Note – the link between FD, Feature Division, Change, and log: Remember that in general: \( \log(a) – \log(b) = \log(\frac{a}{b}) \). This should help you see how the listed transformations are all actually linked.
Testing your forecasting model
The importance of your error function
When we presented OLS, we first talked about how best to place a line in a scatter of points. We later explained how this decision is essentially made by defining our error. More accurately, the decision is made by how we minimize our defined error. In a traditional Machine Learning course, instead of focusing on defining a linear function and looking at the assumptions needed to make our estimator good, we start with a function that we want to minimize and we see how well it performs.
In fact, in general, ML spends a lot of time thinking about which error function is optimal for which problem. Deciding on your error function to minimize effectively changes your forecasting approach. Even more than that, how you solve that minimization problem can change your forecasting approach. As a result, ML cares a lot about how to solve those minimization problems.
You will often hear talk about the shape of your problem being good, which refers to the geometric shape of the error function to minimize being well-behaved, i.e. being easily differentiable (not having kinks and being smooth), and having easy-to-find optima. This is important because unlike our analytical solution for the OLS estimator, ML wants to be able to minimize arbitrary functions. As such it concerns itself with numerical solutions as opposed to analytical ones.
A formal mathematical exploration of these terms and numerical solutions is out of the scope of this guide, but the intuition is that it’s easier to find a max or a min on a smooth curve than on a curve with lots of sharp twists and turns, and that different approaches deal with sharp twists and turns more or less well.
For the curious, and in no particular order, here are some numerical optimization algorithms to look up:
- Stochastic Gradient Descent
- Adam
- Nesterov Momentum
- Adagrad
- Adadelta
There are a lot of heuristics and methods guiding how to write your own error function, choosing the right optimizer, and optimally training your model. I encourage you to look at the extra resources listed at the end of the guide if you want to learn more about this topic.

◆ DATASET ROWS
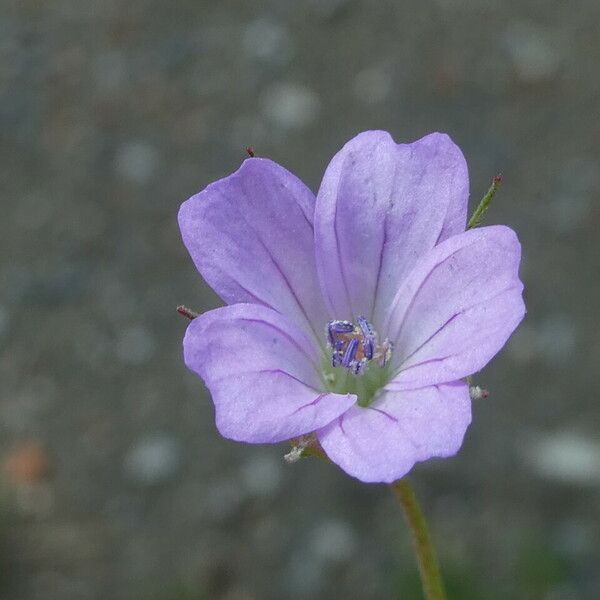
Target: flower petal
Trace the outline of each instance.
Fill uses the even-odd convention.
[[[322,339],[314,202],[283,167],[251,158],[184,202],[179,226],[198,271],[225,302],[269,306]]]
[[[323,427],[355,401],[322,393],[318,352],[308,334],[270,308],[234,304],[194,319],[185,363],[211,392],[220,433],[271,443]]]
[[[456,381],[384,392],[368,408],[353,406],[317,437],[327,456],[349,475],[391,483],[416,462],[456,454],[470,422],[469,388]]]
[[[520,260],[517,236],[503,226],[454,236],[424,257],[384,328],[397,369],[386,389],[454,381],[484,367],[525,315]]]
[[[315,246],[337,319],[378,327],[403,279],[436,243],[465,229],[465,159],[445,134],[396,144],[367,131],[332,159],[317,194]]]

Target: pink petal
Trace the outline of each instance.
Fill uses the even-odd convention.
[[[271,307],[323,340],[314,202],[283,167],[251,158],[184,202],[179,226],[196,267],[225,302]]]
[[[473,229],[422,258],[390,308],[390,390],[471,375],[504,346],[525,315],[521,246],[508,227]]]
[[[447,135],[396,144],[367,131],[331,161],[317,195],[315,244],[323,294],[337,319],[379,327],[416,261],[464,231],[464,157]]]
[[[323,392],[312,339],[264,306],[234,304],[197,317],[183,348],[186,365],[211,392],[217,428],[233,440],[287,440],[323,427],[356,401]]]
[[[462,382],[384,392],[370,407],[353,406],[317,432],[327,456],[365,482],[391,483],[416,462],[452,456],[471,422]]]

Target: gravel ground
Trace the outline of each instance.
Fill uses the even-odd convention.
[[[452,598],[600,596],[600,3],[0,0],[0,597],[418,598],[384,486],[221,439],[174,307],[182,200],[252,145],[316,188],[446,131],[529,314],[415,470]]]

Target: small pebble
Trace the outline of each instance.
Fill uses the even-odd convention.
[[[266,119],[284,130],[307,128],[317,119],[320,104],[314,91],[294,82],[276,83],[261,98]]]
[[[130,142],[121,146],[115,157],[115,168],[119,175],[130,183],[147,183],[158,170],[160,154],[146,142]]]
[[[183,461],[181,443],[165,434],[138,440],[123,461],[125,475],[141,485],[156,485],[173,477]]]

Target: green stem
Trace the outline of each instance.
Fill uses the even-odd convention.
[[[481,220],[483,219],[483,215],[485,215],[487,209],[490,207],[492,199],[496,195],[498,188],[502,184],[502,175],[496,175],[492,180],[492,185],[490,189],[486,192],[485,196],[481,199],[481,202],[475,209],[475,212],[469,219],[469,223],[467,224],[467,229],[473,229],[473,227],[477,227]]]
[[[412,534],[425,600],[445,600],[440,567],[417,496],[408,479],[400,479],[392,483],[391,488],[402,505]]]

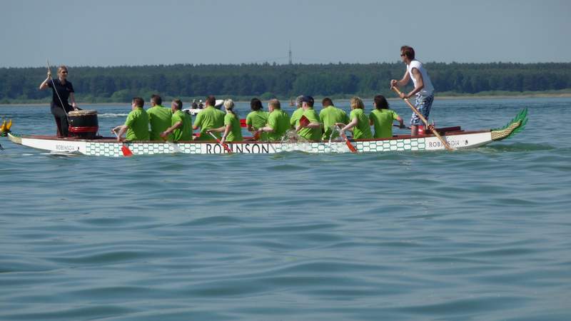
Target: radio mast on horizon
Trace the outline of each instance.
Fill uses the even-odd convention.
[[[288,58],[289,58],[290,64],[293,64],[293,59],[291,58],[291,41],[289,42],[289,51],[288,51]]]

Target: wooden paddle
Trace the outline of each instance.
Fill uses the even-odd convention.
[[[115,134],[116,136],[117,136],[118,138],[119,138],[119,136],[117,135],[117,132],[116,131],[113,131],[113,133]],[[131,157],[131,156],[133,156],[133,152],[131,151],[131,150],[129,149],[128,146],[127,146],[127,144],[126,144],[125,142],[122,142],[122,143],[123,143],[123,146],[121,146],[121,153],[123,153],[123,156],[125,156],[125,157]]]
[[[339,132],[339,136],[341,136],[341,138],[343,138],[343,140],[345,141],[345,143],[347,144],[347,147],[349,148],[349,151],[350,151],[351,153],[356,154],[358,153],[357,148],[355,148],[355,146],[353,146],[351,142],[349,141],[349,138],[347,138],[347,135],[345,135],[345,133],[343,131],[341,131],[341,128],[339,128],[339,126],[335,126],[335,128],[337,128],[337,131]]]
[[[231,150],[231,149],[230,149],[230,148],[229,148],[229,147],[228,147],[228,145],[226,145],[226,144],[225,144],[225,143],[224,143],[224,144],[223,144],[223,143],[222,143],[222,142],[221,142],[221,141],[220,141],[220,140],[218,139],[218,137],[216,137],[216,135],[214,135],[213,133],[212,133],[212,132],[211,132],[211,131],[209,131],[209,132],[208,132],[208,133],[210,134],[210,136],[212,136],[213,138],[214,138],[214,139],[216,139],[216,143],[219,143],[220,145],[222,145],[222,147],[223,147],[223,148],[224,148],[224,149],[225,149],[225,150],[226,150],[226,151],[228,152],[228,154],[231,154],[231,153],[232,153],[232,150]]]
[[[393,86],[391,87],[391,88],[393,91],[395,91],[395,92],[397,93],[398,96],[400,96],[400,94],[403,93],[400,92],[400,90],[398,90],[398,88],[396,86]],[[408,106],[410,107],[410,108],[418,116],[418,118],[420,118],[421,121],[423,121],[423,123],[424,123],[425,126],[426,126],[426,128],[429,128],[433,132],[434,136],[438,137],[438,139],[440,140],[440,142],[442,142],[442,144],[444,146],[444,147],[448,151],[453,151],[453,148],[450,147],[450,145],[448,145],[448,143],[446,141],[445,141],[444,138],[442,138],[442,136],[440,136],[440,134],[438,133],[436,129],[428,126],[428,121],[426,120],[425,118],[424,118],[423,114],[420,113],[420,112],[419,112],[418,110],[416,109],[416,108],[412,103],[410,103],[410,101],[408,101],[408,98],[403,98],[403,100],[405,101],[405,102],[406,102]]]

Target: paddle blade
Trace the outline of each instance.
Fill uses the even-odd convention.
[[[125,157],[131,157],[133,156],[133,152],[131,151],[128,147],[126,145],[123,145],[121,148],[121,151],[123,153],[123,156]]]
[[[303,127],[307,127],[309,125],[309,119],[305,115],[302,115],[301,118],[299,118],[299,123]]]

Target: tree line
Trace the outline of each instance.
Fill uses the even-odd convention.
[[[524,92],[571,88],[571,63],[426,63],[437,93]],[[47,101],[50,91],[38,90],[45,68],[0,68],[0,103]],[[292,64],[176,64],[70,67],[77,100],[128,102],[136,96],[200,98],[290,98],[314,96],[390,96],[392,78],[400,79],[402,63]],[[56,75],[55,68],[52,73]],[[437,93],[438,94],[438,93]]]

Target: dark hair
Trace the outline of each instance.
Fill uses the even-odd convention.
[[[413,47],[409,47],[408,46],[403,46],[400,47],[400,54],[405,55],[410,60],[415,58],[415,49],[413,49]]]
[[[253,98],[251,101],[250,101],[250,108],[252,108],[253,111],[259,111],[262,109],[263,107],[262,106],[262,101],[257,98]]]
[[[163,98],[161,98],[158,95],[152,95],[151,96],[151,101],[155,103],[156,105],[162,105],[163,104]]]
[[[133,102],[135,103],[135,106],[137,107],[143,107],[145,106],[145,101],[141,97],[133,97]]]
[[[388,101],[383,95],[375,96],[375,108],[377,109],[388,109]]]
[[[180,111],[183,108],[183,102],[180,99],[175,99],[173,101],[173,103],[174,103],[175,109]]]
[[[206,106],[211,106],[214,107],[214,105],[216,104],[216,98],[213,96],[211,95],[206,97]]]
[[[323,107],[333,106],[333,101],[332,101],[329,97],[325,97],[323,101],[321,101],[321,105]]]

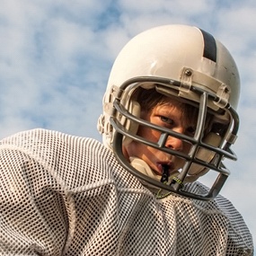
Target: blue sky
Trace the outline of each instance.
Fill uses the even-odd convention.
[[[222,194],[256,239],[256,2],[254,0],[1,0],[0,137],[46,128],[101,139],[96,129],[111,64],[124,44],[157,25],[212,33],[240,70],[241,128]]]

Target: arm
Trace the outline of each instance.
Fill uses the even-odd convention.
[[[67,215],[58,185],[17,150],[0,149],[0,254],[61,255]]]

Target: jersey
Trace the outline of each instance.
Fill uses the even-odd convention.
[[[252,255],[226,199],[157,199],[94,139],[21,132],[1,141],[0,169],[0,255]]]

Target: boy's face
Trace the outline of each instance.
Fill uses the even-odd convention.
[[[163,104],[156,105],[149,111],[143,111],[141,118],[175,132],[193,136],[196,121],[194,124],[189,123],[184,110],[184,104],[166,98]],[[144,126],[139,127],[137,134],[152,142],[157,142],[161,135],[160,132]],[[165,146],[182,153],[188,153],[190,150],[188,143],[173,137],[168,137]],[[181,158],[136,141],[125,146],[124,154],[127,158],[134,156],[144,160],[158,175],[162,175],[163,164],[169,166],[170,174],[184,164],[184,161]]]

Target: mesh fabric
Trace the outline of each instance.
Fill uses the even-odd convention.
[[[226,199],[158,200],[93,139],[22,132],[0,169],[0,255],[252,255]]]

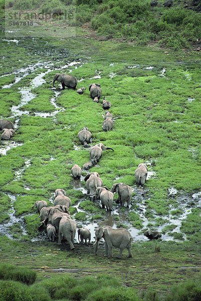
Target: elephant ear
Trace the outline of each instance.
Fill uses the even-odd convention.
[[[58,81],[61,82],[63,79],[63,75],[62,74],[60,74],[57,78]]]
[[[86,176],[85,178],[84,179],[85,182],[87,182],[88,179],[89,179],[89,177],[91,176],[91,173],[89,173],[89,174]]]

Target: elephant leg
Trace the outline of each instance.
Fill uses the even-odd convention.
[[[62,244],[62,234],[60,231],[59,230],[59,241],[58,244]]]
[[[65,90],[65,84],[64,84],[63,81],[61,82],[61,83],[62,83],[63,90]]]

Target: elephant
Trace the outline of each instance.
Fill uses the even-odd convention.
[[[82,88],[78,89],[78,90],[77,90],[76,92],[79,94],[82,94],[84,93],[84,91],[85,91],[85,90],[86,88],[85,88],[84,87],[82,87]]]
[[[101,187],[103,181],[100,178],[99,174],[97,172],[89,173],[84,178],[86,182],[86,187],[87,190],[87,194],[93,195],[97,187]]]
[[[55,220],[59,217],[55,218]],[[68,218],[67,216],[63,216],[59,223],[59,241],[58,244],[62,244],[62,236],[70,244],[71,250],[75,249],[73,240],[76,233],[76,223],[73,220]]]
[[[125,202],[127,202],[127,207],[129,208],[132,198],[132,188],[124,183],[116,183],[112,185],[110,191],[118,193],[119,197],[116,201],[117,204],[120,202],[121,206],[124,206]]]
[[[109,111],[106,111],[105,113],[105,119],[106,119],[106,118],[108,118],[108,117],[111,118],[112,119],[113,119],[113,116],[112,116],[110,112]]]
[[[106,206],[107,211],[111,212],[112,211],[114,195],[112,192],[109,191],[108,188],[105,187],[97,187],[94,194],[90,196],[93,197],[95,196],[100,197],[103,209]]]
[[[112,150],[114,152],[112,147],[106,147],[102,143],[99,143],[92,146],[91,147],[89,152],[91,160],[96,159],[97,162],[98,162],[103,154],[103,150],[106,150],[106,149],[112,149]]]
[[[108,117],[103,122],[103,130],[105,131],[107,131],[108,130],[110,130],[113,127],[114,125],[114,121],[113,120]]]
[[[94,101],[94,102],[97,102],[97,103],[98,103],[98,102],[99,102],[99,100],[98,99],[98,97],[97,97],[97,96],[94,97],[94,98],[93,99],[93,101]]]
[[[84,147],[90,147],[90,145],[88,143],[91,142],[91,132],[89,131],[87,126],[85,126],[82,128],[78,134],[78,137]]]
[[[15,126],[12,121],[0,119],[0,129],[3,129],[3,128],[8,128],[9,129],[13,128],[13,129],[14,129]]]
[[[71,169],[71,174],[73,175],[74,179],[80,179],[81,175],[82,169],[81,167],[77,164],[75,164]]]
[[[1,138],[2,140],[9,140],[11,139],[11,137],[13,137],[14,133],[15,130],[13,128],[3,128],[3,133],[1,135]]]
[[[37,209],[37,212],[40,212],[42,208],[44,207],[47,207],[48,204],[46,201],[44,201],[44,200],[41,200],[41,201],[37,201],[35,202],[35,203],[33,206],[32,207],[32,208],[34,207],[36,207]]]
[[[135,176],[137,183],[139,185],[143,185],[147,177],[147,168],[144,163],[139,164],[135,170]]]
[[[47,235],[50,241],[54,241],[56,237],[56,228],[51,224],[47,225]]]
[[[55,82],[57,80],[58,82],[61,82],[63,90],[65,89],[65,87],[71,88],[75,90],[76,86],[78,84],[78,80],[73,75],[65,74],[65,73],[57,73],[54,78],[53,86],[55,86]]]
[[[148,237],[149,239],[157,239],[161,237],[161,234],[157,231],[151,231],[147,230],[144,233],[144,235]]]
[[[78,229],[78,240],[79,242],[81,243],[84,243],[84,239],[85,240],[85,244],[87,244],[87,239],[89,239],[88,244],[90,244],[91,242],[91,233],[90,230],[86,229],[86,228],[79,228]]]
[[[85,163],[85,164],[84,164],[83,169],[88,171],[97,164],[97,162],[96,159],[91,159],[90,161],[89,161],[89,162],[87,162],[87,163]]]
[[[106,100],[104,97],[103,98],[103,108],[104,110],[108,110],[111,107],[111,105],[112,105],[111,104],[111,102],[110,101],[108,101],[108,100]]]
[[[96,236],[95,254],[97,254],[98,246],[100,239],[103,237],[105,241],[105,256],[112,257],[112,247],[119,248],[119,254],[117,258],[121,258],[123,250],[126,248],[128,251],[128,257],[132,257],[131,241],[132,236],[130,232],[126,229],[112,229],[108,226],[100,227],[95,231]]]
[[[91,98],[94,99],[95,97],[98,97],[98,99],[100,99],[102,95],[102,90],[99,84],[91,84],[89,86],[89,90]]]
[[[68,208],[71,205],[71,201],[69,198],[66,196],[66,192],[64,189],[56,189],[55,190],[55,199],[54,206],[57,205],[64,205]]]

◆ WORK TO COMPLETE
• A. Please set down the error-function passage word for word, from "In fact, in" to "to analytical ones.".
• B. Name every numerical optimization algorithm that the error-function passage suggests looking up.
• C. Extend the error-function passage, starting right after its last sentence.

◆ RESPONSES TO THE EXERCISE
• A.
In fact, in general, ML spends a lot of time thinking about which error function is optimal for which problem. Deciding on your error function to minimize effectively changes your forecasting approach. Even more than that, how you solve that minimization problem can change your forecasting approach. As a result, ML cares a lot about how to solve those minimization problems.
You will often hear talk about the shape of your problem being good, which refers to the geometric shape of the error function to minimize being well-behaved, i.e. being easily differentiable (not having kinks and being smooth), and having easy-to-find optima. This is important because unlike our analytical solution for the OLS estimator, ML wants to be able to minimize arbitrary functions. As such it concerns itself with numerical solutions as opposed to analytical ones.

• B.
- Stochastic Gradient Descent
- Adam
- Nesterov Momentum
- Adagrad
- Adadelta

• C.
On the importance of train-test splits and cross-validation
One of the most useful techniques from Machine Learning is the train-test split. Like many other ML methods, its focus is on improving out-of-sample performance by reducing overfitting. The core idea is to separate your data into two parts. Using your training data, you fit your model the way you usually would. But measuring the performance of your model on your training set could easily lead to over-estimating your goodness of fit by fitting too closely to that specific dataset. Therefore, we measure the validity of the model on a separate, not-before-seen, testing data set. The training data is biased one way or another, and in fact the out-of-sample data is also biased one way or another. The reason why the out-of-sample bias is better is because a priori, not having trained on it, our model is equally likely to perform better or worse on it. That bias is much easier to live with than overfitting bias.
You can also divide your data into more chunks, usually a train, a validate, and a test set (note the terms validate and test are used interchangeably across different textbooks). That way you train your model on your train set, you pick the best (hyper)parameters for that model on your validate set, and you pick the best overall model on the test set. Separating the data between the part we know and the part we don’t know for each decision ensures that we don’t overestimate how much we actually know about unknown future data.
To measure a model’s performance, more data is always better because it gives you more confidence in the measure of the performance. Therefore, losing some of your data to training reduces your certainty on how well your model will perform. Using only a test set means that you sacrifice how confident you are in your test to be more confident about your lack of overfitting bias. So really there are two different types of biases we are juggling: the bias of our measure of fit and the bias of our out-of-sample performance. With less data to test over, our confidence in our performance is lower, but we have more confidence that whatever bias the test set has is symmetric, neither overestimating nor underestimating performance a priori.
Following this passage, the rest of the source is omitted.